* Requirement 1:
For the travel passage about planning a Himalayan hike, decide whether each statement agrees with the text, and answer yes or no with the deciding words quoted from it: (a) Guides charge between $25 and $50 per day. (b) The shower taken at the hostel is hot. (c) The climb to Mt. Everest Base Camp is recommended during the rainy season.
* Requirement 2:
Carry on the travel passage about planning a Himalayan hike from its last sentence, keeping its second-person voice.

The hostel owner greets you in charismatic glee. He is happy you're here. All the people you run into today on your short walk (it gets dark and the city begins to unwind. These people go to bed pretty early, whether if by culture's hand or the fact that electricity is short and a scheduled power-outage is about to occur (this is called load-shedding, much like in countries such as South Africa).

You take a cold shower and remember why you love them so much in a city of dust and heat.

You grab a beer from the corner store to celebrate. Because you've decided to say, "screw it" with your budget and prepare for a two-week (or longer) hike in the Himalayas (the climb to Mt. Everest Base Camp is not advised during the rainy season).

You didn't prepare for this so you must search out equipment and medications for scary things like leeches (my God, you think, leeches are the worst thing you could ever imagine, and apparently they hop onto your feet as you climb, wiggling and burrowing to your toes. You buy a lighter because apparently burning them off works like a charm. They might also steal your soul, but that's just your worst-case scenario hypothesis [that is true]). You begin to look for trekking partners who are willing to hoof the bill, which will be expensive (guides go from $25-50 dollars per day). But it's monsoon season and not a lot of hikers, and none who are as ill-prepared as you.

You are wrong and find a new friend, a teacher from Texas by the name of Shelby who is ready to rock and roll up to one of the highest mountain passes in the world.

You rest.

You wake to lights and sound of a city on fire. You're already sweating from the damp humidity hitting your tongue. You go deeper into it all.

* Provided information:
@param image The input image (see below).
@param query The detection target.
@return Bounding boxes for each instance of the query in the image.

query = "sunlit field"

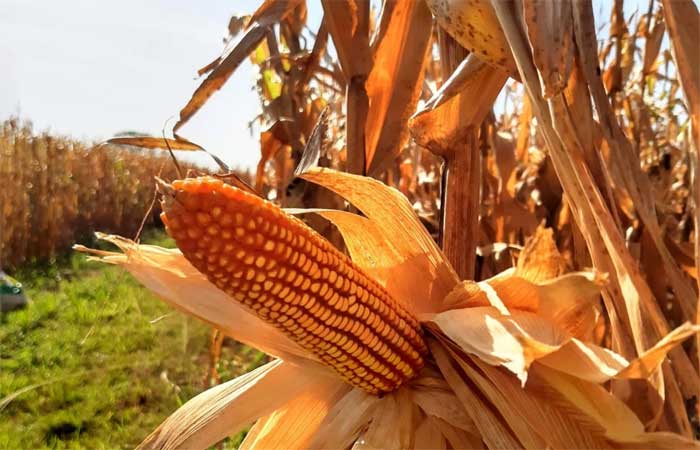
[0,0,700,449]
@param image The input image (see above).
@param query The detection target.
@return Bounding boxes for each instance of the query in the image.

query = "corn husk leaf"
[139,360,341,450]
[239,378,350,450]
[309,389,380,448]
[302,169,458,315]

* Task result 1:
(a) Yes: "guides go from $25-50 dollars per day"
(b) No: "You take a cold shower"
(c) No: "the climb to Mt. Everest Base Camp is not advised during the rainy season"

* Task result 2:
You see the rubble of a natural disaster that shook this country to its core. It's hard to take in the immensity of it all. Already one of the poorest countries in the world, your heart aches. You spend money at local businesses. You meet colorful merchants who love to know where you're from.

You meet two nice dudes, Freddy and Edgar, from The Netherlands and Spain, and walk through windy streets through tourism shops gone amok with fake The North Face products and tea shops and wats. You end up going to a Unesco World Heritage Site, but it lies in horrible ruin from last year's earthquake. You buy underwear in packages that read XXL, but when you try them on later, in the safety of a private room that was strangely cheaper than a dorm, they cut off your circulation and literally blow apart like one of those Youtube videos of watermelons exploding after a million rubberbands are laced around it. You think about your Thai friends from Bangkok who, after not seeing you for a little over a year, say:

Friend: You look bigger.
You: Like fatter?
Friend: Yes. Much fatter. And whiter.
You: Oh.

You vow to do a million crunches before going to bed tonight and decide to tell no one about your underwear. You also decide to get a proper tan to be less ghostly.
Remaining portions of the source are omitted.